### Ejercicio escrito 1
Resume en dos oraciones el texto sobre la democracia en Centroamérica.
### Ejercicio escrito 2
Devuelve sin cambios un fragmento del texto sobre la democracia en Centroamérica: comienza donde aparecen las palabras "Es evidente que, actualmente, la" y termina después de las palabras "y la seguridad.".
### Ejercicio escrito 3
Retoma el texto sobre la democracia en Centroamérica y continúalo a partir de su última oración.

### Texto fuente
----------------

En los últimos años, la región centroamericana y en especial Nicaragua y El Salvador han vuelto a llamar la atención internacional como ejemplos de la batalla que se está librando a nivel mundial y latinoamericano por desmantelar o profundizar la democracia. Pero lo que está en juego es algo más que la democracia, es el desarrollo de los países y el bienestar y la calidad de vida de su población.
Es evidente que, actualmente, la democracia representativa como la conocemos ya no responde a las demandas y necesidades de la gente. Hay una percepción ciudadana cada vez más generalizada de que los sistemas democráticos no resuelven problemas fundamentales y muy sentidos como la pobreza, la injusticia, la desigualdad y la seguridad.

----------------

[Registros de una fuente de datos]
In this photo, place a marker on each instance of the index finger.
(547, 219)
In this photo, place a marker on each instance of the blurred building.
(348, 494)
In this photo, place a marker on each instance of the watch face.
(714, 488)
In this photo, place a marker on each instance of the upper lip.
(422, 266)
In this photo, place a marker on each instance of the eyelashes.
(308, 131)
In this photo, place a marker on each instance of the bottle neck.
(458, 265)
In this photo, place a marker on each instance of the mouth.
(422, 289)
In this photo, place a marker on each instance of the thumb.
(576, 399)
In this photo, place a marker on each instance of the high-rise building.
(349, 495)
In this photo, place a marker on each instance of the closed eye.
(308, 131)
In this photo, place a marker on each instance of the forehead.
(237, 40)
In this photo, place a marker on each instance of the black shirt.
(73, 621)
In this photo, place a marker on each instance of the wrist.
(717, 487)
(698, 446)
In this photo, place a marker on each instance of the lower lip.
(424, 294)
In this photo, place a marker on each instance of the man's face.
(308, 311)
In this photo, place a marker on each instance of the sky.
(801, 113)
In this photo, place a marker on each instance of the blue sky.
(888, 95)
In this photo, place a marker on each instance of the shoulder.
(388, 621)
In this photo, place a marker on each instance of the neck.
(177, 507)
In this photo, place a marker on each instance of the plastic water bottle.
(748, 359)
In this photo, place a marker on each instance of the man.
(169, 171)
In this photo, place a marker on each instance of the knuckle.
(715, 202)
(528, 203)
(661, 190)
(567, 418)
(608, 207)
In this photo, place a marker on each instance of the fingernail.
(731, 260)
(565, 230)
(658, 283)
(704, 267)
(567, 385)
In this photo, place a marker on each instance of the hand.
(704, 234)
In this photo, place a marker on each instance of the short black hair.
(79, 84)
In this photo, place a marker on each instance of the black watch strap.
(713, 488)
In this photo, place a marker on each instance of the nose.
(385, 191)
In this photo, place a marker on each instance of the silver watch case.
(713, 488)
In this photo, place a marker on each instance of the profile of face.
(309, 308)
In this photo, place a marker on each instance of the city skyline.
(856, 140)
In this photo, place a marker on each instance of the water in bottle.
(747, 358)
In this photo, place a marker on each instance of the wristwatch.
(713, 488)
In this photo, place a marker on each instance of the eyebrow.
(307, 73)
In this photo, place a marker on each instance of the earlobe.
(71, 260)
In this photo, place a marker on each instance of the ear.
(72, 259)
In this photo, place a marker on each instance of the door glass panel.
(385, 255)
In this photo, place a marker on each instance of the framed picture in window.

----------------

### Respuesta 1
En los últimos años, Nicaragua y El Salvador han atraído la atención internacional como ejemplos de la lucha por desmantelar o profundizar la democracia, en la que también están en juego el desarrollo de los países y el bienestar de su población. Además, se extiende entre la ciudadanía la percepción de que la democracia representativa ya no responde a sus demandas ni resuelve problemas como la pobreza, la injusticia, la desigualdad y la seguridad.

### Respuesta 2
Es evidente que, actualmente, la democracia representativa como la conocemos ya no responde a las demandas y necesidades de la gente. Hay una percepción ciudadana cada vez más generalizada de que los sistemas democráticos no resuelven problemas fundamentales y muy sentidos como la pobreza, la injusticia, la desigualdad y la seguridad.

### Respuesta 3
En América Latina y el Caribe, en particular, la democracia vive un momento crítico. Alrededor de un 48 por ciento de la ciudadanía, según el Latinobarómetro, no se siente satisfecha con la democracia y el apoyo al autoritarismo no para de crecer (situándose en 17 por ciento en 2022). Existe la percepción entre una parte muy importante de la ciudadanía de que “se gobierna en función de los intereses de unos pocos”. Esto ha posibilitado que emerjan profetas y caudillos que postulan modelos autoritarios y dictatoriales ofreciendo soluciones que tienen como condición de posibilidad desmontar o dinamitar los regímenes democráticos.
En esta perspectiva, Centroamérica nos ofrece dos ejemplos en Nicaragua y El Salvador que revelan con una gran pedagogía, dos rutas para la construcción de estos nuevos regímenes autoritarios o dictatoriales.
En esta ocasión, no vamos a analizar ambos procesos integralmente, sino queremos centrarnos en un aspecto más específico que muy poco se ha abordado y es la importancia que tiene para el éxito de estos modelos cancelar los endebles procesos de descentralización del Estado que se venían impulsando, cerrando así el paso al desarrollo de los territorios.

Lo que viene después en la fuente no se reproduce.